Labeled shape listing:

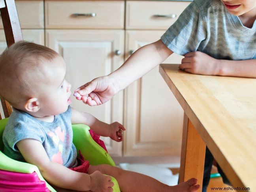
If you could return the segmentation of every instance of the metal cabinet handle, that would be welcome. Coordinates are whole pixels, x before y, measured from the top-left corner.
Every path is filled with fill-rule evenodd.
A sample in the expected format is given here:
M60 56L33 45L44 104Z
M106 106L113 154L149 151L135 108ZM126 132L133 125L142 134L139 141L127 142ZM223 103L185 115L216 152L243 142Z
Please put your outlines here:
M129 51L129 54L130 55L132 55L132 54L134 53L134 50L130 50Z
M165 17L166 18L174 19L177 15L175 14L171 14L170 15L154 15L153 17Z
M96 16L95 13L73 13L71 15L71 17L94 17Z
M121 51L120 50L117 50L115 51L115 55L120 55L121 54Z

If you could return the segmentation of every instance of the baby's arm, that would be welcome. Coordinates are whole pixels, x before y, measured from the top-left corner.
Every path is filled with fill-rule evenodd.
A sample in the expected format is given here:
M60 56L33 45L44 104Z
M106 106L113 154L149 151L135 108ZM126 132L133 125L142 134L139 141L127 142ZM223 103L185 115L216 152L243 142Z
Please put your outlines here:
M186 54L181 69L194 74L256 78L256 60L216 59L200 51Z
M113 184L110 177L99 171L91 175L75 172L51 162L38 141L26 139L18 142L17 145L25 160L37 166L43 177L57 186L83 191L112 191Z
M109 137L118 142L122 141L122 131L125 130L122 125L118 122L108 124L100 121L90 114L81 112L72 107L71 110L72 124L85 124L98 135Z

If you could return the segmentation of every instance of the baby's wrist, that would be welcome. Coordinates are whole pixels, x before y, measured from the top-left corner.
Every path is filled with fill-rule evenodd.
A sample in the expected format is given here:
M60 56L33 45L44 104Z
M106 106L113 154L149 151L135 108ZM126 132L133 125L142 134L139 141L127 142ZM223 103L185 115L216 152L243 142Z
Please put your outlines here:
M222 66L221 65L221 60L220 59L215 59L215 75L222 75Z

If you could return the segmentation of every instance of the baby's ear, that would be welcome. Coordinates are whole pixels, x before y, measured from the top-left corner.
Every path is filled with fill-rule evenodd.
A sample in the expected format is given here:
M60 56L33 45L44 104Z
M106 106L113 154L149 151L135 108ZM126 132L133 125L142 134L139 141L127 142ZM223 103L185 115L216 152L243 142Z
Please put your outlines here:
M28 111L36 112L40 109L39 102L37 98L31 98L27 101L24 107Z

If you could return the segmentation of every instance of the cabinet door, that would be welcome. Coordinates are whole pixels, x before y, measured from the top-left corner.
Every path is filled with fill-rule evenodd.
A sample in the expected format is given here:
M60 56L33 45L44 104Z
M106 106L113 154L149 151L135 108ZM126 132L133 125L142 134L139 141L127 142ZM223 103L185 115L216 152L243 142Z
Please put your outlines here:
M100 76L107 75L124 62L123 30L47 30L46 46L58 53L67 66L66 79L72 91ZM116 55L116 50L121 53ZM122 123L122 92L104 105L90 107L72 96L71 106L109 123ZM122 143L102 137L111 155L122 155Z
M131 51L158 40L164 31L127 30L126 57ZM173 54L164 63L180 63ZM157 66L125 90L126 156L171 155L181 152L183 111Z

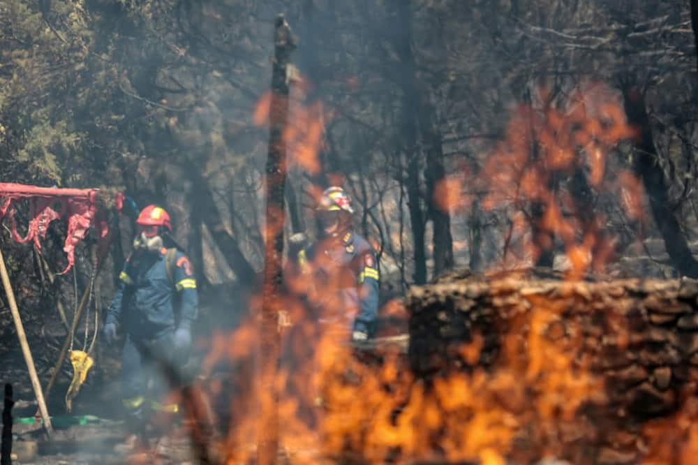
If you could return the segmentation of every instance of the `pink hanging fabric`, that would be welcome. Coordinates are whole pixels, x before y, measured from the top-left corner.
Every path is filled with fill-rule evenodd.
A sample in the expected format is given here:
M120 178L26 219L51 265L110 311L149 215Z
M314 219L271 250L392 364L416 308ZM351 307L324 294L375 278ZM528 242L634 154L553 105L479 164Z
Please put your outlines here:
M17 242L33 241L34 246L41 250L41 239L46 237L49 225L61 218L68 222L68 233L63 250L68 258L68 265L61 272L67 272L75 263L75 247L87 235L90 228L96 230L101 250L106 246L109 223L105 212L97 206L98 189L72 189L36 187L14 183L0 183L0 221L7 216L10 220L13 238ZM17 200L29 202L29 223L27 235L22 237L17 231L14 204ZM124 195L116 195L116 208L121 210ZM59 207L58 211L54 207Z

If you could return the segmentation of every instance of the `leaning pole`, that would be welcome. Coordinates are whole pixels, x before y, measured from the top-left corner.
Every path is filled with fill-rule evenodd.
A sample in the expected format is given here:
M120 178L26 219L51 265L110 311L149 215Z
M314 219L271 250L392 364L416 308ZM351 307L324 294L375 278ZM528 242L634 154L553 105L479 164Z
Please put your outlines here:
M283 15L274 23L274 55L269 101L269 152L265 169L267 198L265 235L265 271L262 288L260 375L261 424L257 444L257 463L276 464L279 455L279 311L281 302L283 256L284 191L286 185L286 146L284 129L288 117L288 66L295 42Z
--
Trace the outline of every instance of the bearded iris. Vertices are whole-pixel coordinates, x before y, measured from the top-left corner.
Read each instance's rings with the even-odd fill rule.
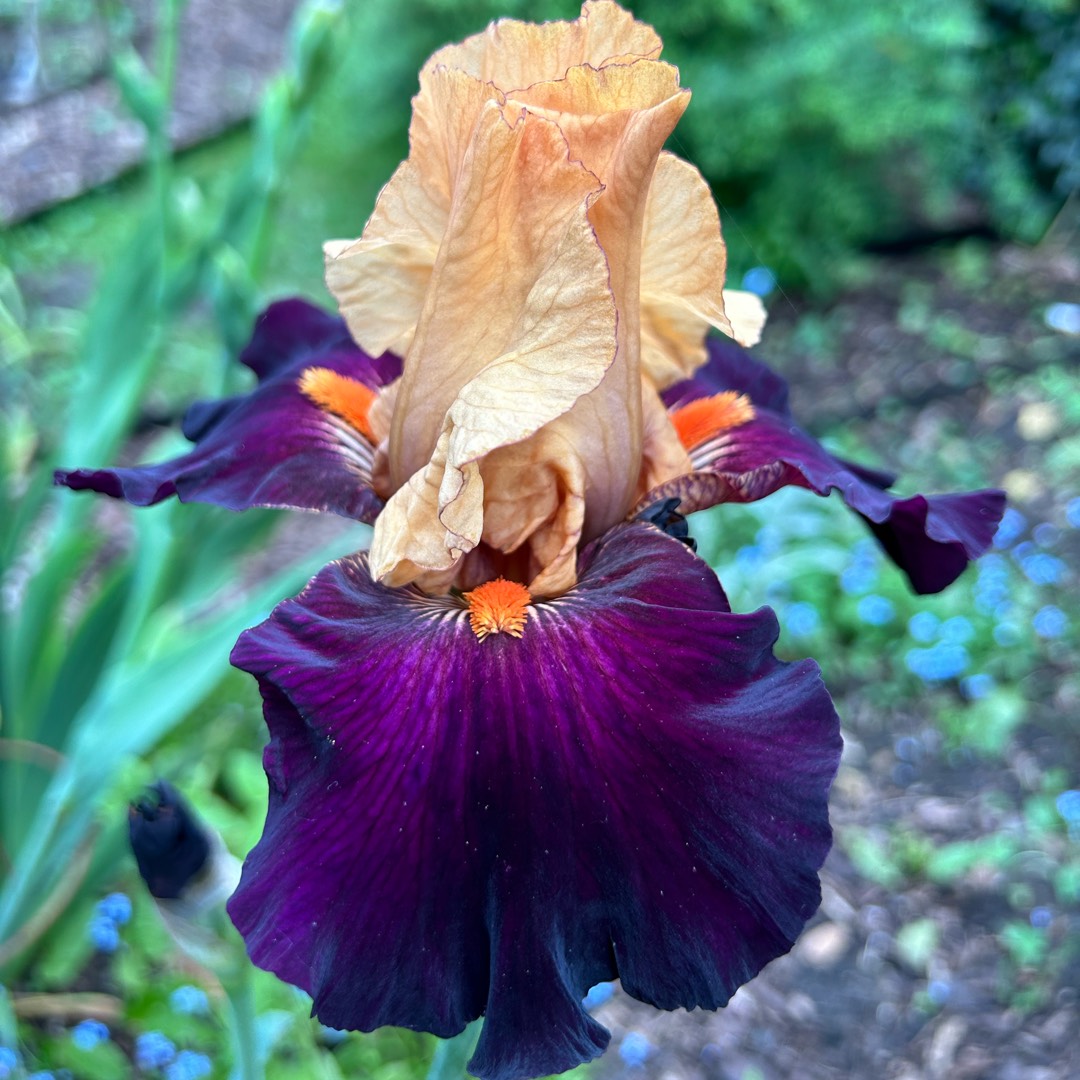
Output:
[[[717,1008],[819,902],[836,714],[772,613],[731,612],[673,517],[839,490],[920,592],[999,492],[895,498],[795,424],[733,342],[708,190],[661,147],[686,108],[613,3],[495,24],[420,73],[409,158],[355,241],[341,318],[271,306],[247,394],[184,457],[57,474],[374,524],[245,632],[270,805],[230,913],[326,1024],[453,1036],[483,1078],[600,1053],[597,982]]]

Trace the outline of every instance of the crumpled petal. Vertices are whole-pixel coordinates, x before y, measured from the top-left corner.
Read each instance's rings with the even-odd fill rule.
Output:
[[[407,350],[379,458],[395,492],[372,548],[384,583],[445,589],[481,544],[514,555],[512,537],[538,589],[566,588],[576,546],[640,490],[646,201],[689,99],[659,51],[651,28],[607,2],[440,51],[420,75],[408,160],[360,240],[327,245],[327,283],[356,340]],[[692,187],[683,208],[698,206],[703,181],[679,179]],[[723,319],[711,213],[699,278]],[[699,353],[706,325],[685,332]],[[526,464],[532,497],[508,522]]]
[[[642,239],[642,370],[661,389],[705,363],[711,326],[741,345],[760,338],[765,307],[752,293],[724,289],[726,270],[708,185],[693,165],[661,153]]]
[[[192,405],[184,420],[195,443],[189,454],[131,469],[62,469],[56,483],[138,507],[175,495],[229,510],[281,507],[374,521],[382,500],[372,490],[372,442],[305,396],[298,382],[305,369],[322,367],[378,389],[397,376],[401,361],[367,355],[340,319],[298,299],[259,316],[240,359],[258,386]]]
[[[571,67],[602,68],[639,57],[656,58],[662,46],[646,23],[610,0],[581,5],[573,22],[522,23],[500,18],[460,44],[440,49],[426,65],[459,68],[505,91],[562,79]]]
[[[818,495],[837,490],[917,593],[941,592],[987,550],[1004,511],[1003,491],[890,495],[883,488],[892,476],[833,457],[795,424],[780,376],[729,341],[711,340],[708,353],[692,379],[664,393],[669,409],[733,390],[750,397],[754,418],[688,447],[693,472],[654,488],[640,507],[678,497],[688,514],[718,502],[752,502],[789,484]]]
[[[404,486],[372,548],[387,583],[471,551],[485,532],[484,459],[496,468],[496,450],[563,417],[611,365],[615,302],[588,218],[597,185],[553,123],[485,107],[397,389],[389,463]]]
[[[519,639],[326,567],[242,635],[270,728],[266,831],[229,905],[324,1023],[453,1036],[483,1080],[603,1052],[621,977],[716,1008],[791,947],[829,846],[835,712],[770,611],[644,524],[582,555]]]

Do this:
Format the lines of the listing as a JSON list of strings, one string per line, leaving out blank lines. Include only the lines between the one holding "of the metal" and the one holding "M28 111L36 112L40", inclusive.

Exercise output:
[
  "If you could return the segmentation of every instance of the metal cabinet handle, that would be welcome. Coordinates are whole pixels, x before y, measured from the top-left corner.",
  "Every path is filled with fill-rule evenodd.",
  "A sample in the expected format is given here:",
  "M60 56L33 45L44 104Z",
  "M106 106L113 154L149 151L135 108ZM126 132L133 125L142 134L139 141L127 142ZM223 103L185 115L216 152L243 142Z",
  "Please put your outlines here:",
  "M129 51L129 54L130 55L132 55L132 54L134 53L134 50L130 50Z",
  "M165 17L166 18L174 19L177 15L175 14L171 14L170 15L154 15L153 17Z",
  "M96 16L95 13L73 13L71 15L71 17L94 17Z",
  "M121 51L120 50L117 50L115 51L115 55L120 55L121 54Z",
  "If you could return the segmentation of every instance of the baby's arm, that would be welcome. Coordinates are whole pixels, x before y, measured from the top-left corner.",
  "Every path is filled with fill-rule evenodd.",
  "A sample in the expected format is given here:",
  "M60 56L33 45L44 104Z",
  "M106 106L113 154L149 151L135 108ZM126 132L133 125L142 134L139 141L127 142ZM223 103L185 115L216 152L243 142Z",
  "Please put your outlines here:",
  "M186 54L181 69L194 74L256 78L256 60L216 59L200 51Z",
  "M113 184L110 177L99 171L91 175L75 172L51 162L38 141L26 139L18 142L17 145L25 160L37 166L43 177L57 186L83 191L112 191Z",
  "M109 137L118 142L122 141L122 131L125 130L122 125L118 122L108 124L100 121L90 114L81 112L72 107L71 110L72 124L85 124L98 135Z",
  "If you could return the segmentation of every instance of the baby's wrist, that would be welcome. Coordinates are whole pixels, x before y, measured from the top-left corner.",
  "Every path is filled with fill-rule evenodd.",
  "A sample in the expected format is given here:",
  "M60 56L33 45L44 104Z",
  "M106 106L113 154L149 151L135 108ZM126 132L133 125L142 134L139 141L127 142ZM223 103L185 115L216 152L243 142Z",
  "Please put your outlines here:",
  "M222 66L221 65L221 60L220 59L215 59L215 75L222 75Z",
  "If you could return the segmentation of every instance of the baby's ear, that would be welcome. Coordinates are whole pixels, x before y, measured from the top-left corner.",
  "Every path is filled with fill-rule evenodd.",
  "A sample in the expected format is given here:",
  "M60 56L33 45L44 104Z",
  "M106 106L113 154L149 151L135 108ZM126 132L133 125L142 134L139 141L127 142ZM223 103L185 115L216 152L243 142Z",
  "Please put your outlines here:",
  "M28 111L36 112L40 109L39 102L37 98L31 98L27 101L24 107Z"
]